■ Task directions
Copy exactly the lines of the records below, and only those lines, beginning with the line that contains "Each instance of the wet" and ending with the line that contains "Each instance of the man's arm".

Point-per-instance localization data
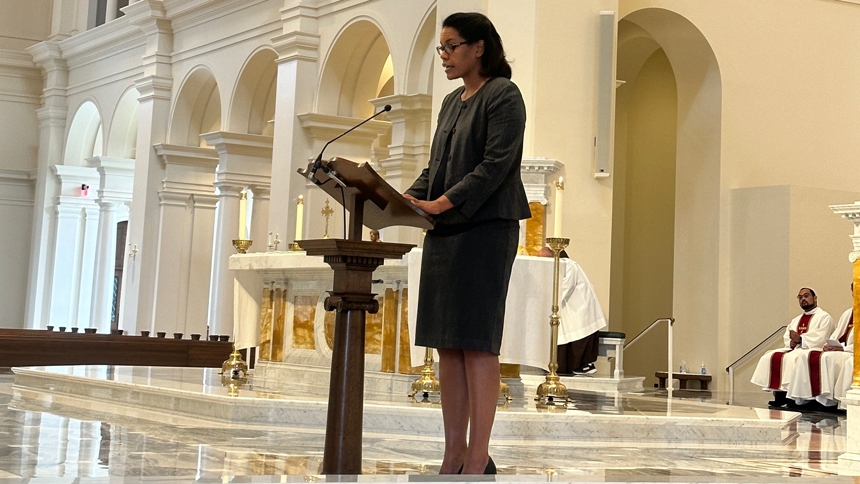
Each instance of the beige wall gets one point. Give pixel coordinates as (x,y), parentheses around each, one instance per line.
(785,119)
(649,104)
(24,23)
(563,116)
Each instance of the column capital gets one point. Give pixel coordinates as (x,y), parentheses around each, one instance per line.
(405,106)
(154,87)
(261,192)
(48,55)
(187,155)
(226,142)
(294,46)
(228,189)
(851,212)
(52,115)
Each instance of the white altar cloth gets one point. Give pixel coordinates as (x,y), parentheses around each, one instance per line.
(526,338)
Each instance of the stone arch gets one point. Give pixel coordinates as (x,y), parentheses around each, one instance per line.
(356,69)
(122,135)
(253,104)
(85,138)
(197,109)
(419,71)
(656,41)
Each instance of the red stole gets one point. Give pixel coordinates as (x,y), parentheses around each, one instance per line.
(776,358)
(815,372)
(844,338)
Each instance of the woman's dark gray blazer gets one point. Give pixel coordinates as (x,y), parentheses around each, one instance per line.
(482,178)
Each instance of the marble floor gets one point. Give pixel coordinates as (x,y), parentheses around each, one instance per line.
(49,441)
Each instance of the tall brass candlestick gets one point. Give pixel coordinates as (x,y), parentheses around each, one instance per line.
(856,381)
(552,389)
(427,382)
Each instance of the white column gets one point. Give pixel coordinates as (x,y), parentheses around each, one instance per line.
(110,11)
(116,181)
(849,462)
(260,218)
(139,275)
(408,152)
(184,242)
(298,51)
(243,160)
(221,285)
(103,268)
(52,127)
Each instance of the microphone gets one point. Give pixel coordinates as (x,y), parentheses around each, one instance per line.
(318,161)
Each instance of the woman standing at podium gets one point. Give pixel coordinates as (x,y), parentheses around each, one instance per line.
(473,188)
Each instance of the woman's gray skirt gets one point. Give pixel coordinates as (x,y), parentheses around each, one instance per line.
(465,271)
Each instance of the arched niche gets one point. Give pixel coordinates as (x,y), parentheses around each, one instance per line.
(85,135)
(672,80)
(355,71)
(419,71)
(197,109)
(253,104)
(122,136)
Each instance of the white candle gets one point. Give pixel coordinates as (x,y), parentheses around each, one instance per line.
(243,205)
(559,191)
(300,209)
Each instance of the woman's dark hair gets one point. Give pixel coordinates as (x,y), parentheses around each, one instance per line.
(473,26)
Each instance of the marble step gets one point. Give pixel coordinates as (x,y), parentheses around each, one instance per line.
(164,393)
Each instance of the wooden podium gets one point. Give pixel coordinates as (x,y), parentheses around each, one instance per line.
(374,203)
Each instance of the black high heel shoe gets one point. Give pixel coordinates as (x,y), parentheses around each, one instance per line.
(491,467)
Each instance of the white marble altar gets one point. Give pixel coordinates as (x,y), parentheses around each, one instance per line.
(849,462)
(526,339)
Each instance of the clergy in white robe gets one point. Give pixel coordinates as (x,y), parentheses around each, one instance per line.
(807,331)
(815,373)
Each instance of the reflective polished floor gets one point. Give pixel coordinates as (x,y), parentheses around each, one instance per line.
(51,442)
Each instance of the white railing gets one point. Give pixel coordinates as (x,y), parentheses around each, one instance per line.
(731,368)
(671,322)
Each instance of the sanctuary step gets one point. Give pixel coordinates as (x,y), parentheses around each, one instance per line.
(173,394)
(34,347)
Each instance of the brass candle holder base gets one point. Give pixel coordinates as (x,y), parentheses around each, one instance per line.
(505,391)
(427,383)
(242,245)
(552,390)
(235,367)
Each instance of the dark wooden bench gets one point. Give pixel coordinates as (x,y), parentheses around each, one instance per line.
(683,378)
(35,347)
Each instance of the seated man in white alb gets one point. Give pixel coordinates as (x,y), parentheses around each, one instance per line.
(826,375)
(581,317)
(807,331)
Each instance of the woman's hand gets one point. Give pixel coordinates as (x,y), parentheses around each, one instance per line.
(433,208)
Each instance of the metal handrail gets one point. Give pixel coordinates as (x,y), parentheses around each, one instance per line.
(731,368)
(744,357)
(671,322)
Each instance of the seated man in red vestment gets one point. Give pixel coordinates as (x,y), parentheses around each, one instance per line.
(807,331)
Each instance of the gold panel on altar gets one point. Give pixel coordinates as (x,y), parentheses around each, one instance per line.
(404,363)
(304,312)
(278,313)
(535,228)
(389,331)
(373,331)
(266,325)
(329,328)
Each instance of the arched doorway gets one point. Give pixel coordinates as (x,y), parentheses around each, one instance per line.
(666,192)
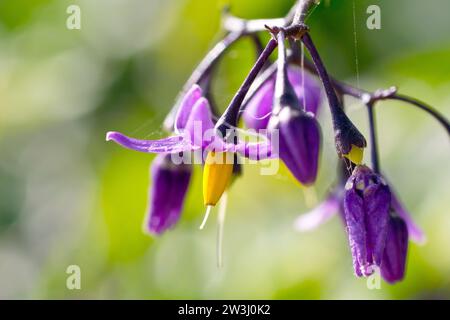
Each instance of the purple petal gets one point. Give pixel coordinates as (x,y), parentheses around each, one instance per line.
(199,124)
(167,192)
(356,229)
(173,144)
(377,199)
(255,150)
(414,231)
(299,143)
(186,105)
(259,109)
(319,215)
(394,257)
--
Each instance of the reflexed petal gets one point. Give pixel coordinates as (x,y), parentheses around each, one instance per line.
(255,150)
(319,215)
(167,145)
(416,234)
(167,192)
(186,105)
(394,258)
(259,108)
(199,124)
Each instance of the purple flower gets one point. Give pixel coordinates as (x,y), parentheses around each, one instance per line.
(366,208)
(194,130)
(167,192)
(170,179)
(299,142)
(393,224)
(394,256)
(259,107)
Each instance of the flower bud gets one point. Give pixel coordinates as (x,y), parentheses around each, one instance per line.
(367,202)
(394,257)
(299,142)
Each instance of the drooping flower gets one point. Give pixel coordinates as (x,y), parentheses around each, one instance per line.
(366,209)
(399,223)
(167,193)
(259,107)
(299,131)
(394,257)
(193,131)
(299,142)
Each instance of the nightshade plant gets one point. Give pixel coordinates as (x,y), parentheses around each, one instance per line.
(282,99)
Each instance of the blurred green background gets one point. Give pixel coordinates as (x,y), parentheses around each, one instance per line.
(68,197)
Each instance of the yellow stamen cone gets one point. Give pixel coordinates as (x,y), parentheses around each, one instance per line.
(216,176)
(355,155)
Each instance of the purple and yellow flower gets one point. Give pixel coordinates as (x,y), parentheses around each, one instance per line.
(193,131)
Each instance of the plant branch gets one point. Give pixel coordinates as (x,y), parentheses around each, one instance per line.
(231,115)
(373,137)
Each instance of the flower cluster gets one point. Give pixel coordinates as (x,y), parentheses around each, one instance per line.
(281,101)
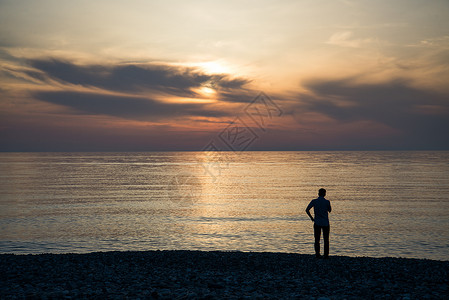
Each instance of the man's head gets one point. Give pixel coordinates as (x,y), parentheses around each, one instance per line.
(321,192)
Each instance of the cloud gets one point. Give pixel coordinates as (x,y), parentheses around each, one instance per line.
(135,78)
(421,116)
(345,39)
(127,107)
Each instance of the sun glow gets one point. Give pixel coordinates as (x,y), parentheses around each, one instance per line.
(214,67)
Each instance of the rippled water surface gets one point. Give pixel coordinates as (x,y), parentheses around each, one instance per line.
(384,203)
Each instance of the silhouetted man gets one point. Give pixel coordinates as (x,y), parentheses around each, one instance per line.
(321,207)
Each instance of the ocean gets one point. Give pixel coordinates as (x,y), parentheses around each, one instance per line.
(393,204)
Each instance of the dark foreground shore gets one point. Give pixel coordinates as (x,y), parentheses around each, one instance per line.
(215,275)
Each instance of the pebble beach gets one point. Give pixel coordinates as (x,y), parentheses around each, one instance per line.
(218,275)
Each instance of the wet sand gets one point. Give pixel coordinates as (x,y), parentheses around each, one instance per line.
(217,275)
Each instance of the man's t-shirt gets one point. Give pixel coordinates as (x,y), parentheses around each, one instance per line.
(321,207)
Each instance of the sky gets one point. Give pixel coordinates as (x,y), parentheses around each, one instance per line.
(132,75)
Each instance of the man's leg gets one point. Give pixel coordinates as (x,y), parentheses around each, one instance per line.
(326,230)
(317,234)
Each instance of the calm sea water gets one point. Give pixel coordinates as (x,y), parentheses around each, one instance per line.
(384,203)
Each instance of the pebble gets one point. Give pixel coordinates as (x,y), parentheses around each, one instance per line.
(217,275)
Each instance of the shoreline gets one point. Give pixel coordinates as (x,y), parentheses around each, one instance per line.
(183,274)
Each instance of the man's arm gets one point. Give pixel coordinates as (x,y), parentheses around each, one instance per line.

■ Response to the task
Each instance of the wet sand gets one point. Give pixel coordinates as (x,y), parentheses around each, one instance per line.
(217,275)
Each instance of the man's t-shirt gets one point. Give pixel coordinates as (x,y), parentheses around each, one instance per line.
(321,207)
Each instance of the sky gets one point. Give pixel coordinates as (x,y), parentheses around each, one instance per line.
(132,75)
Each instance of the man's leg gets one point. Give pixel coordinates as (x,y), parentheses around each, one instance per line.
(326,230)
(317,234)
Each instance of the calm sea water gets one point. Give pixel coordinates as (x,y), parentheses around each, one instance per line.
(384,203)
Each instance of the pebble gets one point. Give pixel coordinates as (x,y), parentheses around each, one instance per line.
(217,275)
Each instance of the shoreline gets one point. Give pixel coordinates as (x,y), parentheses around each, one instance per line.
(183,274)
Each instance of the man's arm gets one point. Give pixel coordinates as (x,y), parentheses around each, one instance per line.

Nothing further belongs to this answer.